Can you transcribe every record below exactly as it appears?

* Material for this task *
◇ ◇ ◇ ◇

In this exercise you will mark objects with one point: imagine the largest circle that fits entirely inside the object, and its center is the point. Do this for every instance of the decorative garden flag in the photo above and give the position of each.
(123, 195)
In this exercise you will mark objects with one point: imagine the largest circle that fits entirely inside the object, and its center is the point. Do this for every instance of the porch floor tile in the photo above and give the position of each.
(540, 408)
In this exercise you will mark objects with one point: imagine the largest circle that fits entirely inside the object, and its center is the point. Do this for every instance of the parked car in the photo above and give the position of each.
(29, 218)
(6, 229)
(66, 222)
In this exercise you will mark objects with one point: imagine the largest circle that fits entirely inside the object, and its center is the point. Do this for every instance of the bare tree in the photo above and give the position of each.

◇ ◇ ◇ ◇

* Task solution *
In this exercise you will mark objects with one point: imagine the largest circle that fits entirely inside the object, and its center is the point. Do this for every instance of the decorative garden flag in the photo above and give the position of each.
(123, 195)
In this exercise you will mark objects with one point: imagine the largest circle that fits entirely inside the object, and its center is the point. Do this for every instance of the porch floor tile in the photo above and give the position of each.
(540, 408)
In this exercise you will mark objects with one point: imagine the largest circle that fits entirely inside the object, and its center is the point. Do this for every instance of the parked car in the photo above and give the position of each.
(29, 218)
(6, 229)
(66, 222)
In this exercise you will mark objects with one point: imagine the largest circle that fits entirely inside the object, and its center is the point. Do this for every instance of the bare tree in the photo above and give the position of each.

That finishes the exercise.